>>>
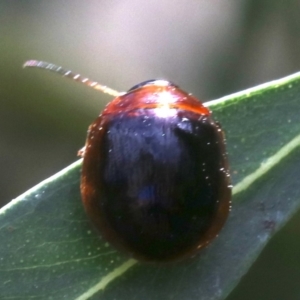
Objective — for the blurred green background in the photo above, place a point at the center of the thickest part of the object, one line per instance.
(210, 48)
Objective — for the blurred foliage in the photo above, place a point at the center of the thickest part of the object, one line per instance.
(209, 48)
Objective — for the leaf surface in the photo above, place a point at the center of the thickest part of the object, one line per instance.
(49, 250)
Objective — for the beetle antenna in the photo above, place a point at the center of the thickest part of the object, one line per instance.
(66, 73)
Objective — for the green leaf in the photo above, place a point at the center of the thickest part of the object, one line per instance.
(50, 251)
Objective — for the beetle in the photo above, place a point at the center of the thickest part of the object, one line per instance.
(155, 177)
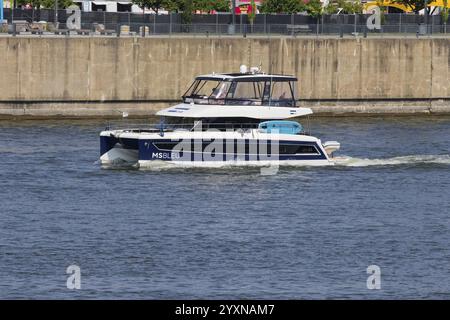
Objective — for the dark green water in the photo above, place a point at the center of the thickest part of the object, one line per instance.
(230, 232)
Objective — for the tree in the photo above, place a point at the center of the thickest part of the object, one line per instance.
(155, 5)
(414, 5)
(252, 13)
(351, 7)
(209, 5)
(283, 6)
(444, 12)
(47, 4)
(314, 8)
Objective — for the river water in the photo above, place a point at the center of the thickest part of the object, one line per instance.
(227, 232)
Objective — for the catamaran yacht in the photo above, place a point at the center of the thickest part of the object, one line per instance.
(237, 119)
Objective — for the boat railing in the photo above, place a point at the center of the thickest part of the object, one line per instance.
(203, 126)
(241, 101)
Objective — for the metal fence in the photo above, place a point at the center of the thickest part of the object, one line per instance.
(46, 22)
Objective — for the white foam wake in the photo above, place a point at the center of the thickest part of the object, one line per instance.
(404, 160)
(342, 161)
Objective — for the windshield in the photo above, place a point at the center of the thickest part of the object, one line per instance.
(203, 90)
(267, 92)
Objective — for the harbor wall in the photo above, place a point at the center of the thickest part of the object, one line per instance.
(102, 76)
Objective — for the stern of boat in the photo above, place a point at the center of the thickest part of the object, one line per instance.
(114, 150)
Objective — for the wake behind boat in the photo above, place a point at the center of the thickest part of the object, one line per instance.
(228, 119)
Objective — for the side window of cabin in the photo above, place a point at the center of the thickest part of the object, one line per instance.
(247, 92)
(281, 93)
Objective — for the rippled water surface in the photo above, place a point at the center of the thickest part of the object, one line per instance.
(227, 232)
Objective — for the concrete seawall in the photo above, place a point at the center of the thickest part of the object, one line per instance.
(93, 76)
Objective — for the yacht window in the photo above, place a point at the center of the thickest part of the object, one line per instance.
(297, 149)
(205, 88)
(221, 91)
(251, 92)
(282, 94)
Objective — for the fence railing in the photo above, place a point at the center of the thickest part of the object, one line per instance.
(45, 22)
<<<
Repeat the material above in full and exactly, omitting the pictures.

Objective — for the blurred green background in the photo above, place a point at the center of the thickest part of the object, one line per instance.
(210, 48)
Objective — for the blurred foliage in the photo above, place a point at the center of the thickest part of the object, one line per instance.
(209, 48)
Objective — for the leaf surface in the photo above, place a point at the center of the thickest part of the object, one line per instance.
(49, 250)
Objective — for the beetle antenna in the photo above, place a point at the center of the thickest part of the object, one line per instance.
(66, 73)
Objective — for the green leaf in the photo above, place a point at the center of the thickest part of the object, one line per instance.
(50, 251)
Objective — for the beetle in the photo above, place a point at the center of the thickest part of the object, one line per instance.
(155, 177)
Objective — for the dark green water in the photo above, place a point at the center of the thickest part of the object, one line per instance.
(230, 232)
Objective — for the tree in the photo above, place a point at the center of the thickest part of the object, one line per instance.
(155, 5)
(414, 5)
(252, 13)
(351, 7)
(209, 5)
(283, 6)
(444, 12)
(47, 4)
(314, 8)
Objective — for the river water in the photo above, place a point at the center of the thickest part of the object, one line per instance.
(227, 232)
Objective — for the catamaran yacht in the photo above, place a point at the center of the thickest part of the object, one line per instance.
(237, 119)
Objective — for the boat railing in the photo above, place a point at the center of the thickest part of the object, one line per instance.
(203, 126)
(241, 101)
Objective — for the metal fence in the photo above, place a point at the center of the thickest part of the object, one line per instance.
(46, 22)
Objective — for the white foam wake in the photo above, place a point at the center of the thickest part of the object, one line per instance.
(404, 160)
(342, 161)
Objective — for the windshield in the photo above, place a point at the center of the thickest part of the object, one line per instance.
(203, 90)
(267, 92)
Objective — for the harbor wall in the photo above, place a point at the center of the thickest part of the object, one line per instance.
(102, 76)
Objective — for the stern of boat in the photo above, place a point at the center of the thickest part of the object, one line per instance.
(114, 150)
Objective — for the wake behind boat in the photo above, place a point at the center of the thickest part of the object, one line per instance.
(228, 119)
Objective — for the side window of cabin in the photo above, place a point at the center of the thickest part of the object, one line per instance.
(247, 92)
(281, 93)
Objective — for the rippled water surface in the photo above, place a point at the center of the thickest part of the object, one line per instance.
(227, 232)
Objective — for the concrete seawall in the photo above, place a point at the center of the thickest part of the object, one line per instance.
(93, 76)
Objective — for the yacht window in the photo above, place a point at the center of the thickest part of the object, one line per instance.
(297, 149)
(205, 88)
(221, 91)
(251, 92)
(282, 94)
Objective — for the fence railing in the photo above, place a point at the center of the thickest part of the object, one line per instance.
(45, 22)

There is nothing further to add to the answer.